* Your objective: Rewrite every line of the entries from the one containing "The service MUST return one point per instance of the chrome" down to the one containing "pixel 588 200", both included, and leave out all other lines. Keep the requests as they are, but multiply each x and y coordinate in the answers by 1.95 and round to a whole number, with halves rounded up.

* Stored entries:
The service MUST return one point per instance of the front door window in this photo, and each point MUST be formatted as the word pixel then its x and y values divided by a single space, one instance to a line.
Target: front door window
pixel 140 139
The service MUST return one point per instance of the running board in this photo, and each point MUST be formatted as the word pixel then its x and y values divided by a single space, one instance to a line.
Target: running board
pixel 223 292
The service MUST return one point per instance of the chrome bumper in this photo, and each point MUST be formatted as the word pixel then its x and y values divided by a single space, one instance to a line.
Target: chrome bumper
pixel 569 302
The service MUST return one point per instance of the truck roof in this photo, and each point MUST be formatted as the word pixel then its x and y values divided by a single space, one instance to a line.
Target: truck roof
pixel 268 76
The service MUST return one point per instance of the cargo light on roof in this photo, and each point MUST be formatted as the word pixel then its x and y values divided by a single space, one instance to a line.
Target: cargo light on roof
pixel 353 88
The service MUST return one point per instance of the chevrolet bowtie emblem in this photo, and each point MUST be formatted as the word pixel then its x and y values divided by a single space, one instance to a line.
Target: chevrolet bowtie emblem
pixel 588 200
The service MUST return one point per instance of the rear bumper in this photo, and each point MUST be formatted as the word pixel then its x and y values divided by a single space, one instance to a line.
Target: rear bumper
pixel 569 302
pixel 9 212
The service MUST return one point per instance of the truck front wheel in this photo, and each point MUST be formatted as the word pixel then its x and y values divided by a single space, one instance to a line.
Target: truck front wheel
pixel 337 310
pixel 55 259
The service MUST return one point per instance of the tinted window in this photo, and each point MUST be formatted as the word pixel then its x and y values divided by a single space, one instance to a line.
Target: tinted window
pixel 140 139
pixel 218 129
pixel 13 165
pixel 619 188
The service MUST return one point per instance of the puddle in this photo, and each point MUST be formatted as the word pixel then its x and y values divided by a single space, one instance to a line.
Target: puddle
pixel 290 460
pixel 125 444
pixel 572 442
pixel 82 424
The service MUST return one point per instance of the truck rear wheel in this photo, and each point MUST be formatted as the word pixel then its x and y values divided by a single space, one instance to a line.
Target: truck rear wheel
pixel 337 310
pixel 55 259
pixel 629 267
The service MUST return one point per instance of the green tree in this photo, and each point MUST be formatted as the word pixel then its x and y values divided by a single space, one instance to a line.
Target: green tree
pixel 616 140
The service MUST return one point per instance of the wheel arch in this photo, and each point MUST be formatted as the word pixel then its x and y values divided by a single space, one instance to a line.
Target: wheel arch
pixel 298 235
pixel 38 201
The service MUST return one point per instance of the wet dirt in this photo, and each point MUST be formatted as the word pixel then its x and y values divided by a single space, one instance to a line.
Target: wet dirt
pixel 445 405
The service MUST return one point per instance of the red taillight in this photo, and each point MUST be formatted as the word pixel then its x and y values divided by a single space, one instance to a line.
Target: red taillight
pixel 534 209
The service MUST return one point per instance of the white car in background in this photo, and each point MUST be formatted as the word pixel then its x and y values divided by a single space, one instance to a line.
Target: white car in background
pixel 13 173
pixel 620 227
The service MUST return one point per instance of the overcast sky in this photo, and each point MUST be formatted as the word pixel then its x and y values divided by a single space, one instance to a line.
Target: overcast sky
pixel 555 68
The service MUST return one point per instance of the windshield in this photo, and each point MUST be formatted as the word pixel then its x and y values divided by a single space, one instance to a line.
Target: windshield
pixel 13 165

* Exercise solution:
The service MUST return one point per instance of the chrome bumper in this photo, and each point MUST be formatted as the word pixel then its x and y values divided by a single space, one instance to a line.
Target: chrome bumper
pixel 1110 589
The service MUST return one point per instance of the truck roof in this photo, and each point MUST be formatted as the word pixel then its x and y values divided by a single space, one instance to a line.
Target: truck roof
pixel 523 148
The service MUST return one point per instance of the cargo light on roof in this photo, and each point MUST be formatted as the word pixel then its x and y values divided by a single space, one instance to a line.
Target: cargo light on roof
pixel 688 172
The service MUST return one point per instance of the chevrolet bowtie emblem in this photo, and each point MUST be formatted as the word pixel then its x and y values divided by a single space, one instance to a line.
Target: chevrolet bowtie emblem
pixel 1147 390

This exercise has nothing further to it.